Short problem
Without altering anything, output the material below.

Information provided
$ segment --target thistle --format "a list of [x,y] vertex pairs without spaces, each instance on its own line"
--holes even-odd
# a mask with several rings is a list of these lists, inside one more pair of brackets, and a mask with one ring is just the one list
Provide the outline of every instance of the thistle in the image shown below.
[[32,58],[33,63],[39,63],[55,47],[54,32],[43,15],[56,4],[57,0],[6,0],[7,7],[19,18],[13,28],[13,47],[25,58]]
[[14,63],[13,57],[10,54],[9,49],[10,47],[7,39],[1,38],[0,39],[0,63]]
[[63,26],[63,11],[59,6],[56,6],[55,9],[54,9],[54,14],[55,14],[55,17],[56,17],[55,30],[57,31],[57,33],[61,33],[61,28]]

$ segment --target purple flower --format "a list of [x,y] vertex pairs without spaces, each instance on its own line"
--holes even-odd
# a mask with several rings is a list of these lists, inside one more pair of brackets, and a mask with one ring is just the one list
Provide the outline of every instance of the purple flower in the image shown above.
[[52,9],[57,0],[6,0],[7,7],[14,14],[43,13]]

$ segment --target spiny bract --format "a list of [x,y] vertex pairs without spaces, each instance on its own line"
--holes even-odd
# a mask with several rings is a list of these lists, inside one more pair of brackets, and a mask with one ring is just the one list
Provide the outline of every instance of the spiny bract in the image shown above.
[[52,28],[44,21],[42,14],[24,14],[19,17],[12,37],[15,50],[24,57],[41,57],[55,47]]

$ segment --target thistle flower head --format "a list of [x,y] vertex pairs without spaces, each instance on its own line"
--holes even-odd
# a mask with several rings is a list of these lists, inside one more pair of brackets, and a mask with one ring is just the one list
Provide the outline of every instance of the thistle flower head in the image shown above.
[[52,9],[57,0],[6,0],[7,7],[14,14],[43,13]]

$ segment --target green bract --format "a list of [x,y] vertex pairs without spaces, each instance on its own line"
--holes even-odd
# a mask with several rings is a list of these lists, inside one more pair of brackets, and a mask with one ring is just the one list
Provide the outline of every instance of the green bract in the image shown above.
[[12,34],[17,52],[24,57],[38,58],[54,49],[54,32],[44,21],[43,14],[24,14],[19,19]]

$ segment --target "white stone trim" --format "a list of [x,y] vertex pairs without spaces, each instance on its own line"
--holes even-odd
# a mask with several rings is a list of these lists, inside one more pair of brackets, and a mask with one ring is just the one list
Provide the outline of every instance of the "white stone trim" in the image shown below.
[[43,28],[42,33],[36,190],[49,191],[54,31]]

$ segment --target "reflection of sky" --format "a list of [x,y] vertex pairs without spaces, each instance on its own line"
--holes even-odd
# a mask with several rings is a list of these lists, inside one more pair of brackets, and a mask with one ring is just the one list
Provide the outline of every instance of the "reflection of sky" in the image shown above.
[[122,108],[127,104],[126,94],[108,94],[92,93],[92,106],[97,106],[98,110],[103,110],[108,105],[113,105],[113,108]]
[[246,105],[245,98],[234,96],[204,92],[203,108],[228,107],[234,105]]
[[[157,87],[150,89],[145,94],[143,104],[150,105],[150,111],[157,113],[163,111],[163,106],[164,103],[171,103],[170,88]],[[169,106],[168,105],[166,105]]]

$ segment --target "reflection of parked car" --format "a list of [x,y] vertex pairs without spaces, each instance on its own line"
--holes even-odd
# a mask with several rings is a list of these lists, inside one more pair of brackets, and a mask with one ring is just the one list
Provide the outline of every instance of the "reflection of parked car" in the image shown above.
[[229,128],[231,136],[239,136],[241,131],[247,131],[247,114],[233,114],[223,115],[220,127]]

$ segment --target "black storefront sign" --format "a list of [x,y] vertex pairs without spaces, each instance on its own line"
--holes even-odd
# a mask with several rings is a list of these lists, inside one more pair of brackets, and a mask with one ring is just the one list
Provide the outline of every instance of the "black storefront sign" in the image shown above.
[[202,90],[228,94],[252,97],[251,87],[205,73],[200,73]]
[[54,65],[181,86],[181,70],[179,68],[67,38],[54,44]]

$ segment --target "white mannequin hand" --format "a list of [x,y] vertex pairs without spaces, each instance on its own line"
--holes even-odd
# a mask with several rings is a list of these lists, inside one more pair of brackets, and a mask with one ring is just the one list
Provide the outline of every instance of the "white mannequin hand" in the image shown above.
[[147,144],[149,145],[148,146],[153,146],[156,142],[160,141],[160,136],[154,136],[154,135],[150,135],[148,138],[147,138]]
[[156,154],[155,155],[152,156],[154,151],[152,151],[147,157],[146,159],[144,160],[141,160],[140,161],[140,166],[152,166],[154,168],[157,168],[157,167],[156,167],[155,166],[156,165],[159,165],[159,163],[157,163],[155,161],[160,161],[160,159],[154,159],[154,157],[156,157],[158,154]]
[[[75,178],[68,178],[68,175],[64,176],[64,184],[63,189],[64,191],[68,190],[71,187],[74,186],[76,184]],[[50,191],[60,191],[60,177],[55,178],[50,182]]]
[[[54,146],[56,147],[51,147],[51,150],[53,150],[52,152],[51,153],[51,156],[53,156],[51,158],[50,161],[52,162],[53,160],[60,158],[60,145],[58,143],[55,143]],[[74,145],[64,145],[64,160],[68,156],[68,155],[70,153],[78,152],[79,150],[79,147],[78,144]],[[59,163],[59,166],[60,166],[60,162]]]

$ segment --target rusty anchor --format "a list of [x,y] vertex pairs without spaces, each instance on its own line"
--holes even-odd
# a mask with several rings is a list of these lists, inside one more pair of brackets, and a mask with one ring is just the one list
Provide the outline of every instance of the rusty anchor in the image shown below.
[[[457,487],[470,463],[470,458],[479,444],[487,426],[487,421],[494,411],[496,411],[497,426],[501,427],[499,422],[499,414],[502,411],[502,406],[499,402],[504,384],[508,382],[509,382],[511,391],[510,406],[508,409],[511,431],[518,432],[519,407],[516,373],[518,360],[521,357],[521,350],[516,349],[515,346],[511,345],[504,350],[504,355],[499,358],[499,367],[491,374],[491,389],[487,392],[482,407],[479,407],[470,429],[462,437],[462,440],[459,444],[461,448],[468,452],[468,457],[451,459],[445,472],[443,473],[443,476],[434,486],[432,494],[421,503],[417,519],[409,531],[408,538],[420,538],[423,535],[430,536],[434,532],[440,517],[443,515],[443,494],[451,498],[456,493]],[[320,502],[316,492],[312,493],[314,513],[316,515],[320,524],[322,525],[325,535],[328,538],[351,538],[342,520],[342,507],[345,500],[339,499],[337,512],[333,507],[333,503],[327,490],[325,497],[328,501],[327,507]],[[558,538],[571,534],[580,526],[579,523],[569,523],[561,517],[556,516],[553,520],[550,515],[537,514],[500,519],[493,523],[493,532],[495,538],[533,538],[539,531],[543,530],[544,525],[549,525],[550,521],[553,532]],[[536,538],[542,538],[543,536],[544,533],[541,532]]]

Answer to this task
$ segment --target thistle --format "a list of [x,y] vertex pairs without spaces, each instance on its own line"
--holes even-odd
# a mask with several rings is a list of these lists, inside one more pair of brackets, and a mask with one ring is just the one list
Provide the outline of every instance of the thistle in the image shown below.
[[32,58],[33,63],[39,63],[55,47],[54,32],[43,15],[56,4],[57,0],[6,0],[7,7],[19,18],[13,28],[13,47],[25,58]]
[[14,63],[13,57],[10,54],[9,49],[10,47],[7,39],[1,38],[0,39],[0,63]]
[[63,26],[63,11],[59,6],[56,6],[55,9],[54,9],[54,14],[55,14],[55,17],[56,17],[55,30],[57,31],[57,33],[61,33],[61,28]]

$ segment --target purple flower --format "a list of [x,y] vertex pairs without spaces, each instance on its own line"
--holes even-odd
# a mask with several rings is a list of these lists, inside one more pair of brackets, and a mask with one ring is just the one list
Provide the outline of every instance of the purple flower in the image shown above.
[[52,9],[57,0],[6,0],[7,7],[14,14],[43,13]]

$ segment --target spiny bract --format "a list of [x,y] vertex pairs without spaces, each instance on its own line"
--holes even-odd
# a mask with several rings is a list of these lists, inside one more pair of brackets, and a mask with one ring is just the one list
Provide the outline of every instance of the spiny bract in the image shown above.
[[52,28],[44,21],[42,14],[24,14],[19,17],[12,37],[15,50],[24,57],[41,57],[55,47]]

$ segment --target thistle flower head --format "a list of [x,y] vertex pairs without spaces, each instance on its own line"
--holes even-odd
# a mask with several rings is a list of these lists, inside one more pair of brackets, and a mask with one ring is just the one list
Provide the outline of every instance of the thistle flower head in the image shown above.
[[52,9],[57,0],[6,0],[7,7],[14,14],[43,13]]

$ segment --target green bract --format "a list of [x,y] vertex pairs without spaces, each instance on its own line"
--holes even-odd
# a mask with several rings is a list of these lists, inside one more pair of brackets, and a mask with one ring is just the one list
Provide the outline of every instance of the green bract in the image shown above.
[[12,34],[17,52],[24,57],[38,58],[54,49],[54,32],[44,21],[43,14],[24,14],[19,19]]

$ segment --target "white stone trim" --format "a list of [x,y] vertex pairs without spaces, each instance on its own line"
--holes even-odd
# a mask with several rings is a list of these lists, inside one more pair of brackets, and a mask with one ring is just the one list
Provide the outline of every instance of the "white stone trim" in the image shown below.
[[43,28],[42,33],[36,190],[49,191],[54,31]]

$ segment --target "reflection of sky" --format "a list of [x,y] vertex pairs without spaces, each instance on its own line"
--holes even-odd
# a mask with several rings is a list of these lists, inside one more pair of brackets, and a mask with one ring is just the one list
Provide the outline of every instance of the "reflection of sky" in the image shown above.
[[122,108],[127,104],[126,94],[108,94],[92,93],[92,106],[97,106],[98,110],[103,110],[108,105],[113,105],[113,108]]
[[246,105],[245,98],[234,96],[204,92],[203,108],[228,107],[234,105]]
[[[157,87],[150,89],[145,94],[143,104],[150,105],[150,111],[157,113],[163,111],[163,106],[164,103],[171,103],[170,88]],[[169,106],[168,105],[166,105]]]

$ segment --target "reflection of parked car" --format "a list of [x,y] vertex pairs without spaces, each instance on its own line"
--holes even-odd
# a mask with several rings is a list of these lists, inside one more pair of brackets, and a mask with one ring is just the one list
Provide the outline of every instance of the "reflection of parked car" in the image shown above.
[[229,128],[231,136],[239,136],[241,131],[247,131],[247,114],[233,114],[223,115],[220,127]]

$ segment --target "black storefront sign" --format "a list of [x,y] vertex pairs without spaces, each instance on its own line"
--holes even-odd
# a mask with several rings is a list of these lists, inside one more pair of brackets, and a mask with one ring is just the one list
Provide the outline of every instance of the "black storefront sign" in the image shown above.
[[202,90],[228,94],[252,97],[251,87],[205,73],[200,73]]
[[54,65],[181,86],[181,70],[179,68],[67,38],[54,44]]

$ segment --target "white mannequin hand" --format "a list of [x,y] vertex pairs without spaces, each instance on its own line"
--holes even-odd
# a mask with several rings is a list of these lists, inside one more pair of brackets, and a mask with one ring is just the one list
Provide the outline of every instance of the "white mannequin hand" in the image shown above.
[[147,144],[149,145],[148,146],[153,146],[156,142],[160,141],[160,136],[154,136],[154,135],[150,135],[148,138],[147,138]]
[[156,154],[155,155],[152,156],[154,151],[152,151],[147,157],[146,159],[144,160],[141,160],[140,161],[140,166],[152,166],[154,168],[157,168],[157,167],[156,167],[155,166],[156,165],[159,165],[159,163],[157,163],[155,161],[160,161],[160,159],[154,159],[154,157],[156,157],[158,154]]
[[[75,178],[68,178],[68,175],[64,176],[64,184],[63,189],[64,191],[68,190],[71,187],[74,186],[76,184]],[[50,191],[60,191],[60,177],[55,178],[50,182]]]
[[[54,146],[56,147],[51,147],[51,150],[53,150],[52,152],[51,153],[51,156],[53,156],[51,158],[50,161],[52,162],[53,160],[60,158],[60,145],[58,143],[55,143]],[[74,145],[64,145],[64,160],[68,156],[68,155],[70,153],[78,152],[79,150],[79,147],[78,144]],[[59,163],[59,166],[60,166],[60,162]]]

$ segment --target rusty anchor --format "a list of [x,y] vertex pairs without spaces, each instance on its own line"
--holes even-odd
# a mask with several rings is a list of these lists, inside one more pair of brackets, and a mask with one ring is just the one list
Provide the outline of every instance of the rusty anchor in the image shown below.
[[[457,487],[470,463],[470,458],[479,444],[487,426],[487,421],[494,411],[496,411],[497,426],[501,427],[499,422],[499,414],[502,411],[502,406],[499,402],[504,384],[508,382],[509,382],[511,391],[510,406],[508,409],[511,431],[518,432],[519,407],[516,373],[518,360],[521,357],[521,350],[516,349],[515,346],[511,345],[504,350],[504,355],[499,358],[499,367],[491,374],[491,389],[487,392],[482,407],[479,407],[470,429],[462,437],[462,440],[459,444],[461,448],[468,452],[468,457],[451,459],[445,472],[443,473],[443,476],[434,486],[432,494],[421,503],[417,519],[409,531],[408,538],[420,538],[423,535],[430,536],[434,532],[440,517],[443,515],[443,494],[451,498],[456,493]],[[320,502],[316,492],[312,493],[314,513],[316,515],[320,524],[322,525],[325,535],[328,538],[351,538],[342,520],[342,507],[345,500],[339,499],[337,512],[333,507],[333,503],[327,490],[325,497],[328,501],[327,507]],[[558,538],[571,534],[580,526],[579,523],[569,523],[561,517],[556,516],[553,520],[550,515],[537,514],[500,519],[493,523],[493,532],[495,538],[533,538],[539,531],[543,530],[544,525],[549,525],[550,521],[553,532]],[[536,538],[542,538],[543,536],[544,533],[541,532]]]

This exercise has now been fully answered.